* Exercise instructions
Repeat the records below exactly. Omit the pictures.

___

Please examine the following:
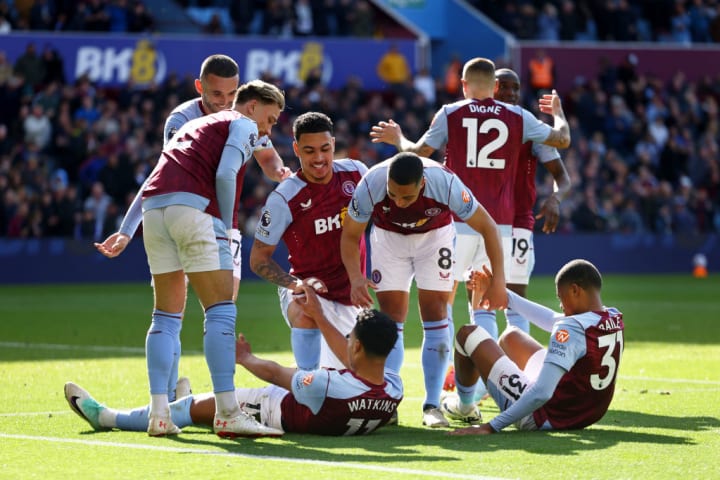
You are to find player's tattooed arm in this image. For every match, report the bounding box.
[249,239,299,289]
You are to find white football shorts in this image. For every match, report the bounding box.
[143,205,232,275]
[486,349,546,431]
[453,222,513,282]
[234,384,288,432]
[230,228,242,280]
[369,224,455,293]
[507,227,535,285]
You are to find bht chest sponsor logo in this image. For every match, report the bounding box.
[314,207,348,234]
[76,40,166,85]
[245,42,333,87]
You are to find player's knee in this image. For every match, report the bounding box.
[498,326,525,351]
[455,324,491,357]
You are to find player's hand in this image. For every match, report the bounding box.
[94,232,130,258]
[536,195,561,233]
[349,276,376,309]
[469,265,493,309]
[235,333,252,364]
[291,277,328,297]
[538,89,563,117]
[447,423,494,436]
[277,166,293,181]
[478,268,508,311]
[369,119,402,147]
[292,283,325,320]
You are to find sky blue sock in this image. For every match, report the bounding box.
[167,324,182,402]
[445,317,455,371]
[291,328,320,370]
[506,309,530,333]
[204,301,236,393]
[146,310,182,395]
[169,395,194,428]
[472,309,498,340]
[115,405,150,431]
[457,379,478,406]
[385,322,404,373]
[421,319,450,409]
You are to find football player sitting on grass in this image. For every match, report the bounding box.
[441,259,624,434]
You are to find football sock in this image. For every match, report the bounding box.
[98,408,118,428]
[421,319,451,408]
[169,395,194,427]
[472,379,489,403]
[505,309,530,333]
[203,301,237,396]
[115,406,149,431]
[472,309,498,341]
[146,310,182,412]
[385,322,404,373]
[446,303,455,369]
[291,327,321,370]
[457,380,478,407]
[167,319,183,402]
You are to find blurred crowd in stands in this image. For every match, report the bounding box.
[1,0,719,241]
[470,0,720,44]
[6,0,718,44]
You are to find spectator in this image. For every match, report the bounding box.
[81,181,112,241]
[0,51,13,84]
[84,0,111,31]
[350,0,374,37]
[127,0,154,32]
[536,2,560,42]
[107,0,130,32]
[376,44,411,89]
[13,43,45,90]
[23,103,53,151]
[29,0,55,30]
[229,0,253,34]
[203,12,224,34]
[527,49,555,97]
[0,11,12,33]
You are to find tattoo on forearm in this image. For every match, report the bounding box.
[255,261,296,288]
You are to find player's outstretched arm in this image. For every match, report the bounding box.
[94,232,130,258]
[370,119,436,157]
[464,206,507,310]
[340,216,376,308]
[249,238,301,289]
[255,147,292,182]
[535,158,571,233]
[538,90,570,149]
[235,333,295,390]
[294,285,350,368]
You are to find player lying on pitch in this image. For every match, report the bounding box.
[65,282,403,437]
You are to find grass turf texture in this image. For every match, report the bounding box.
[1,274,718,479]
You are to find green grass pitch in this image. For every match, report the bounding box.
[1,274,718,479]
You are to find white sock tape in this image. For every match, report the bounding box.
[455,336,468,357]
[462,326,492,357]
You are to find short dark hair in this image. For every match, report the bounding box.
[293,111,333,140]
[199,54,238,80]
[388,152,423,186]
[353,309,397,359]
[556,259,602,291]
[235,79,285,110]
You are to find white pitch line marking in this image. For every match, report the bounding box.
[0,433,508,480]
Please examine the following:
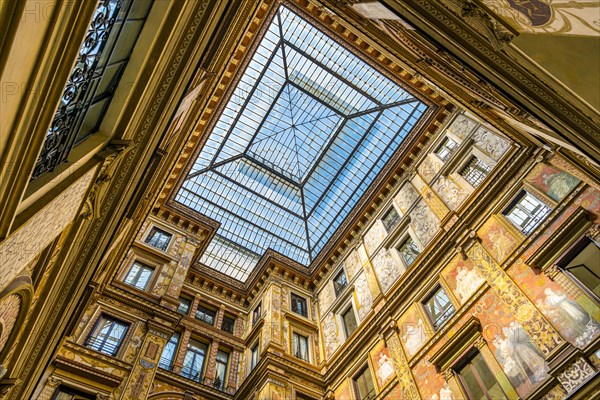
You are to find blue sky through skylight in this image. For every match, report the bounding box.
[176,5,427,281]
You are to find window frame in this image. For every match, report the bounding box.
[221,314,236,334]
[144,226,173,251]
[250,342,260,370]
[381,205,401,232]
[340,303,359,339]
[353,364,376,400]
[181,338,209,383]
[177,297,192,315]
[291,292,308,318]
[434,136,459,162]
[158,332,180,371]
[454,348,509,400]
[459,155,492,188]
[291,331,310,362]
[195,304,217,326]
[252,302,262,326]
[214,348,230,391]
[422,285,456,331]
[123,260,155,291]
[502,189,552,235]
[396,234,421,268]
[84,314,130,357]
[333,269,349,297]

___

* The answer
Please examine the following:
You are to find player's tattooed arm in this image. For every match, report the bounding box.
[249,239,299,289]
You are to find white football shorts in this image. For every match, report the bounding box.
[143,205,232,275]
[486,349,546,431]
[453,222,513,282]
[234,384,288,432]
[230,228,242,280]
[369,224,455,293]
[507,227,535,285]
You are to find bht chest sponsor logo in this image. For every match, report the bounding box.
[314,207,348,234]
[76,40,166,85]
[245,42,333,87]
You are to find player's knee in this image. For every match, report the bounding box.
[498,326,525,351]
[455,324,491,357]
You are to find player's hand in this image. For every match, report the bounding box.
[94,232,130,258]
[536,195,561,233]
[349,276,376,309]
[469,265,493,309]
[235,333,252,364]
[291,277,328,297]
[538,89,563,117]
[447,423,494,436]
[277,166,293,181]
[478,268,508,311]
[369,119,402,147]
[292,283,325,320]
You are to find sky blue sock in this image. For every match, report the bounding box.
[167,324,182,402]
[445,317,455,371]
[291,328,320,370]
[506,309,530,333]
[204,301,236,393]
[146,310,182,395]
[169,395,194,428]
[472,309,498,340]
[115,405,150,431]
[457,379,478,406]
[385,322,404,373]
[421,319,450,409]
You are to find football player sitting on grass in this image. For every match, report the bounding box.
[441,259,624,434]
You are to find football sock in this image. For every match, report the bounding box.
[98,408,118,428]
[421,319,451,408]
[169,395,194,427]
[472,379,489,403]
[505,309,530,333]
[203,301,237,396]
[115,406,149,431]
[472,309,498,341]
[146,310,182,412]
[385,322,404,373]
[446,303,455,369]
[291,327,321,370]
[457,380,478,407]
[167,319,183,402]
You are to find blurred crowd in stands in this image. For every match, report the bounding box.
[1,0,719,241]
[470,0,720,44]
[6,0,718,44]
You are to find spectator in this image. For every match, report the bounding box.
[81,181,112,241]
[0,51,13,84]
[84,0,111,31]
[350,0,374,37]
[127,0,154,32]
[536,2,560,42]
[107,0,130,32]
[376,44,411,89]
[13,43,45,90]
[23,103,53,151]
[29,0,55,30]
[229,0,253,34]
[203,12,224,34]
[527,49,555,97]
[0,11,12,33]
You are to find tattoo on forearm in this image. For every match, report the bounding box.
[255,261,296,288]
You are to find player's outstretched arm in this image. For every match, report the bounding box.
[94,232,130,258]
[370,119,436,157]
[464,206,507,310]
[340,216,376,308]
[249,238,301,289]
[255,147,292,182]
[535,158,571,233]
[538,90,570,149]
[235,333,295,390]
[294,285,350,368]
You are to find player lying on pitch in this image. For every match, report the bounding box.
[65,282,403,437]
You are to find grass turf texture in this image. For every match, report the bounding box.
[1,274,718,479]
You are to find green grass pitch in this image. For every match, report the bounding box.
[1,274,718,479]
You are to find white sock tape in this image. For every match, report the bounding box.
[455,336,468,357]
[462,326,492,357]
You are to find short dark hair in this image. For every match, report the bounding box.
[293,111,333,140]
[199,54,238,80]
[388,152,423,186]
[353,309,397,359]
[556,259,602,291]
[235,79,285,110]
You are to find white pitch line marking in this image. For every match, report the bounding box.
[0,433,508,480]
Please examine the following:
You are to find blue sky through skylight in this image. For every match, report the bounding box.
[176,5,427,281]
You are to find window frame in this image. For every match, report the bounding box.
[221,314,236,334]
[144,226,173,251]
[250,342,260,370]
[381,205,401,232]
[340,303,359,339]
[353,364,376,400]
[181,338,209,383]
[177,297,192,315]
[291,292,308,318]
[434,136,459,162]
[158,332,180,371]
[454,348,509,400]
[459,155,492,188]
[291,331,310,362]
[195,304,217,326]
[252,302,262,326]
[214,348,230,391]
[422,285,456,331]
[123,260,155,291]
[502,189,552,235]
[396,234,421,268]
[84,314,130,357]
[333,269,349,297]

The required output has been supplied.